BEGIN

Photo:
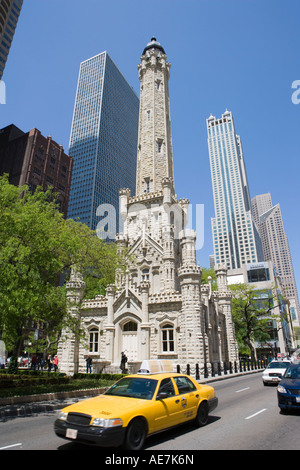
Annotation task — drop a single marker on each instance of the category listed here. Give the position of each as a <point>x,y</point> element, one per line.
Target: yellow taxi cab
<point>137,406</point>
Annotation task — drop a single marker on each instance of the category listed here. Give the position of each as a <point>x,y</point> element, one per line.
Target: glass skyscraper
<point>103,140</point>
<point>235,236</point>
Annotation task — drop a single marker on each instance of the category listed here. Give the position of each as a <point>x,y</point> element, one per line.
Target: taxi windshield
<point>293,372</point>
<point>278,365</point>
<point>133,387</point>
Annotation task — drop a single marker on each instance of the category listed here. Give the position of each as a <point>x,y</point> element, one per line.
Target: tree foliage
<point>37,245</point>
<point>251,312</point>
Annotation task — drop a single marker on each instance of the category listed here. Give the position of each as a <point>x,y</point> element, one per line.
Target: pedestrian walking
<point>55,363</point>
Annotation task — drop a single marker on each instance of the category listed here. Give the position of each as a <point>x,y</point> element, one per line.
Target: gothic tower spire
<point>154,153</point>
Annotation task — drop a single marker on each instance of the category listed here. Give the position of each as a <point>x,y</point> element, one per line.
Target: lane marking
<point>242,390</point>
<point>255,414</point>
<point>12,445</point>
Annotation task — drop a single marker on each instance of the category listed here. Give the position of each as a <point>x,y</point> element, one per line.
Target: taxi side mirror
<point>162,395</point>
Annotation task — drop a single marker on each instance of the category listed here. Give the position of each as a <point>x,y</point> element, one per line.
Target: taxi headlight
<point>107,423</point>
<point>63,416</point>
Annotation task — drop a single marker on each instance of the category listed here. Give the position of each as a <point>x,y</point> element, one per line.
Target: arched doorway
<point>129,340</point>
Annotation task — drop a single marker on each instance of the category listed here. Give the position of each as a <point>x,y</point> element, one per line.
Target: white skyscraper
<point>276,246</point>
<point>235,237</point>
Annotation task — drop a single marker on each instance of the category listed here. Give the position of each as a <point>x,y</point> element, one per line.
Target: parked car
<point>135,407</point>
<point>274,372</point>
<point>288,391</point>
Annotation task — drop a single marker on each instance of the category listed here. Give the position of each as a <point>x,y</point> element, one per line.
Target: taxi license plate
<point>71,433</point>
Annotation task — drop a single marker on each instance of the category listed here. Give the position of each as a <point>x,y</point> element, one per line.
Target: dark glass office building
<point>103,140</point>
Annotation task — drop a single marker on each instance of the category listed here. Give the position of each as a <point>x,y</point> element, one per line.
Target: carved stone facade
<point>158,309</point>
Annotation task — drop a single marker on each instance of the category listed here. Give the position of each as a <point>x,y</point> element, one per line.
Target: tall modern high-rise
<point>276,246</point>
<point>103,140</point>
<point>9,15</point>
<point>235,236</point>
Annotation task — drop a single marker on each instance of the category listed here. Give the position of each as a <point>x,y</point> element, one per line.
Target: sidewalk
<point>51,402</point>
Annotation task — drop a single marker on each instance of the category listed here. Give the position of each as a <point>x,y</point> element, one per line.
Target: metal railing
<point>213,369</point>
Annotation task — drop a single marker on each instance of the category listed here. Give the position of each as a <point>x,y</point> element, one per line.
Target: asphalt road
<point>247,418</point>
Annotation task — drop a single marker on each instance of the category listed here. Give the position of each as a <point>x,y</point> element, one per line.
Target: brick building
<point>32,159</point>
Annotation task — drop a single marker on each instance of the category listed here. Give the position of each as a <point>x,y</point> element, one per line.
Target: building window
<point>159,146</point>
<point>145,275</point>
<point>168,338</point>
<point>130,326</point>
<point>94,340</point>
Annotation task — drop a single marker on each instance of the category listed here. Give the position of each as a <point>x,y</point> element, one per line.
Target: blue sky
<point>242,55</point>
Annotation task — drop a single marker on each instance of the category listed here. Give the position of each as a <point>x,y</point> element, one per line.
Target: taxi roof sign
<point>156,366</point>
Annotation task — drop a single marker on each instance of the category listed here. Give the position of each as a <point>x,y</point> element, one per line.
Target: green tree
<point>37,245</point>
<point>251,311</point>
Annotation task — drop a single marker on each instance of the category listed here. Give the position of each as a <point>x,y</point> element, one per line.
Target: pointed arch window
<point>167,338</point>
<point>145,274</point>
<point>94,340</point>
<point>130,326</point>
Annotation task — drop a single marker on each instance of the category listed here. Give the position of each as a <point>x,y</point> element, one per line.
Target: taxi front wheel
<point>202,415</point>
<point>135,435</point>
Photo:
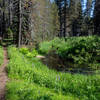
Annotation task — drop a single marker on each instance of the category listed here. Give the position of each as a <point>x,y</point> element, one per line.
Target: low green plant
<point>28,53</point>
<point>1,55</point>
<point>83,51</point>
<point>21,90</point>
<point>31,70</point>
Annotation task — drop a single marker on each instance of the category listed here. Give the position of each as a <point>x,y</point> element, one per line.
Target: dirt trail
<point>3,76</point>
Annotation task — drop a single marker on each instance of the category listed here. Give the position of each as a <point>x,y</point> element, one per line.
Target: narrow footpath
<point>3,76</point>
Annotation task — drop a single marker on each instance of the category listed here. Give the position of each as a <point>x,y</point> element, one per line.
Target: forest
<point>49,49</point>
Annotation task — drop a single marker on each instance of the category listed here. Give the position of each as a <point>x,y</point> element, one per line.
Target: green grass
<point>31,70</point>
<point>1,56</point>
<point>83,51</point>
<point>19,90</point>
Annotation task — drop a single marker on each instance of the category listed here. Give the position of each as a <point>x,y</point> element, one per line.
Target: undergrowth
<point>83,51</point>
<point>46,84</point>
<point>1,55</point>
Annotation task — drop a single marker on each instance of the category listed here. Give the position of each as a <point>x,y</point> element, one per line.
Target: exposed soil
<point>3,76</point>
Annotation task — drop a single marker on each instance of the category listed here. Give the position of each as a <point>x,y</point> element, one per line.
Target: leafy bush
<point>33,71</point>
<point>1,55</point>
<point>29,54</point>
<point>78,50</point>
<point>21,90</point>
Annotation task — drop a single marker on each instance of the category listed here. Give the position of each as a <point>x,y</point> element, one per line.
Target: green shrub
<point>1,55</point>
<point>33,71</point>
<point>29,54</point>
<point>83,51</point>
<point>24,50</point>
<point>20,90</point>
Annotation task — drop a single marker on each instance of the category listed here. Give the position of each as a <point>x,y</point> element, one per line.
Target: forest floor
<point>3,76</point>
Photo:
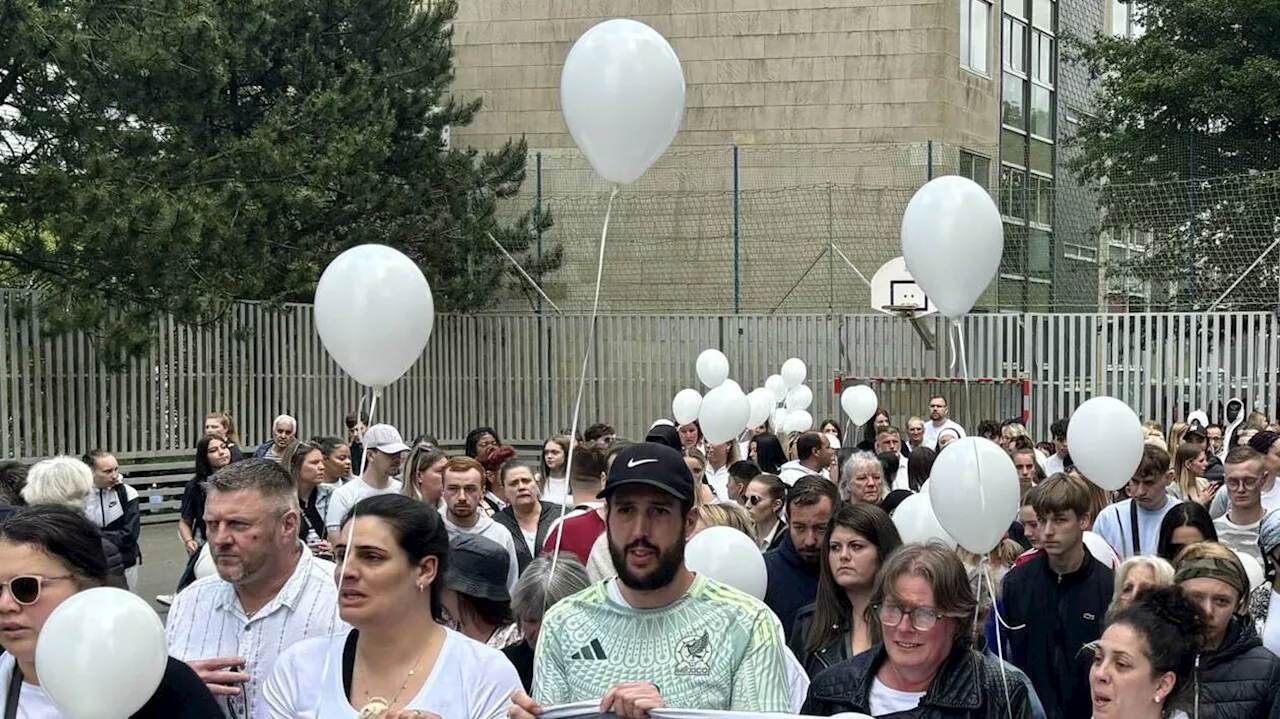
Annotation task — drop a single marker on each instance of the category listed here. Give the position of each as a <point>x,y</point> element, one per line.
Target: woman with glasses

END

**Work instruction**
Everything in the entries except the pictures must be duplicated exactly.

**Response area**
Photo:
Annotation task — drop a single marker on each instance of the category listed here. Give the position of each as a <point>x,y</point> element, one per line.
Target: yellow taxi cab
<point>137,406</point>
Annotation task — drop a single marker on each instance of the category listed here. Give the position of each as a <point>x,y</point> element, one per line.
Target: glass skyscraper
<point>103,140</point>
<point>235,236</point>
Annotation task — drop a single marker on each instance of the category listed here. Give the position of each as a <point>x,y</point> element, one per line.
Target: taxi windshield
<point>293,372</point>
<point>278,365</point>
<point>133,387</point>
Annotation task — drop a single marker on each instance of the category listed here. Give the position of each as a <point>x,y</point> element, one per line.
Target: tree foliage
<point>37,245</point>
<point>251,312</point>
Annotation task — drop a single marker on each instance of the category listed here. Give the position of each as a <point>x,y</point> element, one per line.
Target: pedestrian walking
<point>55,363</point>
Annotation task — drop a single marker on each instance of the category listed here. Give the position of each as a <point>x,y</point> element, one per line.
Target: gothic tower spire
<point>154,153</point>
Annotation task — drop a single marker on each instance of the category listed here. Give the position of each as a <point>x,y</point> element, one per line.
Target: lane marking
<point>242,390</point>
<point>255,414</point>
<point>12,445</point>
Annotation task — drop a single marker on each instance of the category listed here. Give the position of each as a <point>x,y</point> element, one per line.
Target: taxi side mirror
<point>162,395</point>
Annotation task — drop a single marker on each instance of the category listed here. Give the position of each as a <point>x,y</point> element, one per line.
Target: taxi headlight
<point>107,423</point>
<point>63,416</point>
Annotation task — drop a single marker on each instance of the category listed here. Give the position of each as a <point>x,y</point> element, one per line.
Target: arched doorway
<point>129,340</point>
Annotation task — drop a single marker on each instance of the category listed here. Give the position of each as a <point>x,y</point> element, one per line.
Target: white skyscraper
<point>276,246</point>
<point>235,237</point>
Annotation task — drop a single marker on each instance of the category listed here. Give the position of each as a <point>x,y</point> element, one per line.
Target: parked car
<point>135,407</point>
<point>274,372</point>
<point>288,391</point>
Annotation task — drop a single marker on each instance of the category listed here. Give the position of each as a <point>x,y</point> element, one per line.
Target: taxi license plate
<point>71,433</point>
Annotation task — drop a single marker on each instance of the category listed here. Give the position of each as a <point>x,y</point> element, one per line.
Target: dark glass office building
<point>103,140</point>
Annotation task — drop a single marker on each instance of the category listed here. Give the position of each as a <point>x,y</point> element, one per line.
Target: carved stone facade
<point>158,309</point>
Annotation task — drop a single marker on each instance of the category listed here. Give the position of each as a <point>x,y</point> element, one per line.
Target: tall modern high-rise
<point>276,246</point>
<point>103,140</point>
<point>9,15</point>
<point>235,236</point>
Annotation task — drop a single marker on each instance of the category listed here. Give the position of each as a <point>x,y</point> element, one per line.
Target: sidewalk
<point>51,402</point>
Annotation task — drop a single marker on each instance of the category listed here. Give the position of each as a <point>x,y</point> element, one per line.
Target: metal railing
<point>213,369</point>
Annotation task — drop a single marker on each instance of the category listed here. Give the position of each as a <point>x,y</point> element, one per line.
Target: asphalt road
<point>247,418</point>
Annotation task — drop a single marker on each instance of the category listed here. Give the position of each as a <point>x,y</point> element, one per line.
Target: brick building
<point>32,159</point>
Annotation task — drop a single marker on each instance of the category listed here. Give the position of each as a <point>x,y</point> element, one per line.
Target: building window
<point>159,146</point>
<point>145,275</point>
<point>168,338</point>
<point>130,326</point>
<point>94,340</point>
Annotation task — drop a single marker on each instance of the category listed here. Give the position of each as a <point>x,y</point> element, one per line.
Target: blue sky
<point>242,55</point>
Annotation task — drop a single marker on each instance of the category listed here. Give the position of each as a <point>x,y</point> element, one per line.
Target: taxi roof sign
<point>156,366</point>
Annotation task — drop a single marker on each instance of the category listed here. Give the position of each as a <point>x,y</point> element, one per line.
Target: green tree
<point>37,245</point>
<point>251,311</point>
Annotation task — drop a single marker on each instance of the category listed here. Give the position of each as a <point>x,y</point> element, one per line.
Target: pointed arch window
<point>167,338</point>
<point>145,274</point>
<point>94,340</point>
<point>130,326</point>
Annotation task — drop a single marker on each instance of the category listed here. Give the position of each as a <point>x,y</point> element, one per line.
Target: taxi front wheel
<point>202,415</point>
<point>135,435</point>
Photo:
Annotation task — drop a single marker on each instance of the category listed here. Give the position of each as a <point>x,y</point> element, one per line.
Target: low green plant
<point>28,53</point>
<point>1,55</point>
<point>83,51</point>
<point>21,90</point>
<point>31,70</point>
Annotation task — drop a single marker on each instance of the category listed here. Give the position of each as a <point>x,y</point> element, one per line.
Target: dirt trail
<point>3,76</point>
Annotation task — drop a single marker on each instance of the category listed here. Give the position of each as a <point>x,y</point> element, one per line.
Target: narrow footpath
<point>3,76</point>
Annotation task — drop a single marker on each instance of the category listed here. Give the position of each as a <point>x,y</point> element, one per line.
Target: forest
<point>49,49</point>
Annotation task — drop a single marker on each instance of the category listed here. Give the position of each as a <point>x,y</point> element, one per line.
Target: green grass
<point>31,70</point>
<point>1,56</point>
<point>83,51</point>
<point>19,90</point>
Annotation task — drop a single marker on each instance of the category listed here. Give the position of each as a <point>x,y</point> element, one per line.
Target: undergrowth
<point>83,51</point>
<point>46,84</point>
<point>1,55</point>
Annotation task — drop a single marker on each instance of the category listed here. Give the position of each as a <point>x,y</point> element, one per line.
Target: exposed soil
<point>3,76</point>
Annotation task — drop a single marker on each instance of the category listed here. Give the position of each as a <point>x,y</point> element, one per line.
Target: leafy bush
<point>33,71</point>
<point>1,55</point>
<point>29,54</point>
<point>78,50</point>
<point>21,90</point>
Annotation task — drop a single marker on each instance of the category listed here. Give the position of each as a <point>x,y</point> element, one per line.
Target: green shrub
<point>1,55</point>
<point>33,71</point>
<point>29,54</point>
<point>83,51</point>
<point>24,50</point>
<point>20,90</point>
Annotation task — drop a single marker on each instance of the category listed here. Give the position of each as a <point>x,y</point> element, one per line.
Target: forest floor
<point>3,76</point>
Photo:
Annotation task — drop a single marker on each instance of the category listed here. Give the position of each as a <point>x,y</point> element, one per line.
Target: woman with glasses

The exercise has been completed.